*Task goal:* The full set of entries has to be output exactly.

*** Dataset entries ***

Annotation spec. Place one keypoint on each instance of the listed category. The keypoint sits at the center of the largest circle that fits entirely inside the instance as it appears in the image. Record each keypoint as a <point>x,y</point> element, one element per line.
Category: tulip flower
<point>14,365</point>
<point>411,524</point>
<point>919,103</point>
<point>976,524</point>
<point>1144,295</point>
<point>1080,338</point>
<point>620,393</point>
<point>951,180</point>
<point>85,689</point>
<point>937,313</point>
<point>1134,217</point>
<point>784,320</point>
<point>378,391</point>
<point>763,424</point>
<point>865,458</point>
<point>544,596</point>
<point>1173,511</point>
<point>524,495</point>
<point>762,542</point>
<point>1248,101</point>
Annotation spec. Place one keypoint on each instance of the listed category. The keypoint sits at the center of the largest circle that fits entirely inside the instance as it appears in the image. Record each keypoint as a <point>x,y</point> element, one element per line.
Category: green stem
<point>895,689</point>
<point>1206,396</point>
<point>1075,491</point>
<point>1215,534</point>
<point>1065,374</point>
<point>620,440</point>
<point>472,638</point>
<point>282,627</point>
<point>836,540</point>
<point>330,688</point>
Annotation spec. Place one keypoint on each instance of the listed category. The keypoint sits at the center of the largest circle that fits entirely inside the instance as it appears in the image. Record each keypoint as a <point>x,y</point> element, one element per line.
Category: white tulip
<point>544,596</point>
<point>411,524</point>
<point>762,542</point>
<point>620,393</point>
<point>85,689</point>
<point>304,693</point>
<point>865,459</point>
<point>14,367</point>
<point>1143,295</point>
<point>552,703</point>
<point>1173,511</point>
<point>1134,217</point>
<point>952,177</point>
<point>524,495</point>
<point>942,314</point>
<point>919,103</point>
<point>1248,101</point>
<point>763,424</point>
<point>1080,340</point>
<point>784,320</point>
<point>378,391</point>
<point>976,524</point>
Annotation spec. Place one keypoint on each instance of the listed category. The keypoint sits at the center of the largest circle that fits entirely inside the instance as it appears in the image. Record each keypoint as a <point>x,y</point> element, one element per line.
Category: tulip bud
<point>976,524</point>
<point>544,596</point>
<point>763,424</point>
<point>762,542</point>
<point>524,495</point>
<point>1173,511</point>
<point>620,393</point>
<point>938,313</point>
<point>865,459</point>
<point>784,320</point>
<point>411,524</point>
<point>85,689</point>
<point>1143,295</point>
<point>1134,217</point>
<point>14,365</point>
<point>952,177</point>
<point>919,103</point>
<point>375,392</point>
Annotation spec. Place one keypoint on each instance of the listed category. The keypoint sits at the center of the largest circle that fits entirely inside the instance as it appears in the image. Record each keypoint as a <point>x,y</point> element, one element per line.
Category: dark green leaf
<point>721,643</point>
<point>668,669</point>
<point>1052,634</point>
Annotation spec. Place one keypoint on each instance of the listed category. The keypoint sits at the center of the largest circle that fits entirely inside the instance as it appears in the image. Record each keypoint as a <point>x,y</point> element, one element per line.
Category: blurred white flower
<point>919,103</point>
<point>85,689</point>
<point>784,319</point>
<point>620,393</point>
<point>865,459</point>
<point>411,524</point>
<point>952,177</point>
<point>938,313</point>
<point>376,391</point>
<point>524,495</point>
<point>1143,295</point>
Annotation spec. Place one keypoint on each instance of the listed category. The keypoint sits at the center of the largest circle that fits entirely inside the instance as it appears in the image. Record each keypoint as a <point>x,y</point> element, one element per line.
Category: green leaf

*** End of Dataset entries ***

*Exercise response:*
Annotation spec. Place one keypoint on each instance of the listed category. The keypoint sits at the center of the largest circle that fits entirely inside the instance as it appears in the image. Record each keypoint as a <point>x,y</point> element, one element per line.
Category: tulip flower
<point>14,365</point>
<point>411,524</point>
<point>919,103</point>
<point>976,524</point>
<point>1144,295</point>
<point>1080,338</point>
<point>620,393</point>
<point>951,180</point>
<point>85,689</point>
<point>937,313</point>
<point>1134,217</point>
<point>784,320</point>
<point>378,391</point>
<point>763,424</point>
<point>865,458</point>
<point>544,596</point>
<point>1173,511</point>
<point>524,495</point>
<point>762,542</point>
<point>1248,101</point>
Annotation spec. Place one keypoint on each instance of the listed category. The keypoint sits at the center of the largest circle that fits entirely inside the instance as it appears in the image. Record each keypoint as a <point>x,y</point> element, one element per line.
Category: green stem
<point>895,689</point>
<point>1206,396</point>
<point>1075,491</point>
<point>1215,534</point>
<point>1065,374</point>
<point>620,440</point>
<point>472,638</point>
<point>282,627</point>
<point>836,540</point>
<point>330,688</point>
Annotation spec. Place one keypoint on each instance of the listed category. The keypoint sits at the center of the largest circle that fits entirely inside the instance as it appears in the image. Record each keypoint as a <point>x,y</point> element, one element per line.
Category: white tulip
<point>544,596</point>
<point>411,524</point>
<point>762,542</point>
<point>620,393</point>
<point>85,689</point>
<point>304,693</point>
<point>865,459</point>
<point>14,367</point>
<point>1143,295</point>
<point>552,703</point>
<point>1173,511</point>
<point>1134,217</point>
<point>952,177</point>
<point>524,495</point>
<point>942,314</point>
<point>919,103</point>
<point>1248,101</point>
<point>763,424</point>
<point>1080,340</point>
<point>784,320</point>
<point>378,391</point>
<point>976,524</point>
Annotation spec. Place one keypoint on each instance of the listed category. The keypoint sits at the center of the largest circle that fits entirely inside the instance as it appears in the image. Record each keypoint as a <point>x,y</point> element, one element per line.
Category: tulip bud
<point>976,524</point>
<point>544,596</point>
<point>763,424</point>
<point>762,542</point>
<point>524,495</point>
<point>1173,511</point>
<point>620,393</point>
<point>938,313</point>
<point>865,459</point>
<point>784,320</point>
<point>411,524</point>
<point>85,689</point>
<point>1143,295</point>
<point>1134,217</point>
<point>14,365</point>
<point>952,177</point>
<point>919,103</point>
<point>375,392</point>
Annotation spec. Place one keypoint on each instance of the listed category. The keypoint sits at the center of the largest circle that fits entirely inside the instance as it appears in the image. Record each keypoint as a <point>x,y</point> element, one element per line.
Category: dark green leaf
<point>721,643</point>
<point>668,669</point>
<point>1052,634</point>
Annotation spec. Place one keypoint on each instance of the listed category. The keypoint sits at the center of the largest circle that fits entirely inside the instance as it appears in the image. Record each keypoint as a <point>x,y</point> element, one element per line.
Category: blurred white flower
<point>919,103</point>
<point>85,689</point>
<point>784,319</point>
<point>620,393</point>
<point>865,459</point>
<point>411,524</point>
<point>952,177</point>
<point>938,313</point>
<point>376,391</point>
<point>524,495</point>
<point>1143,295</point>
Annotation spec. Place one keypoint on each instance of the listed category. The keypoint sits at the center of the largest circle that fits entirely inside the instance as it appears in the image. Record each keypoint as a <point>x,y</point> element, one element per line.
Category: green leaf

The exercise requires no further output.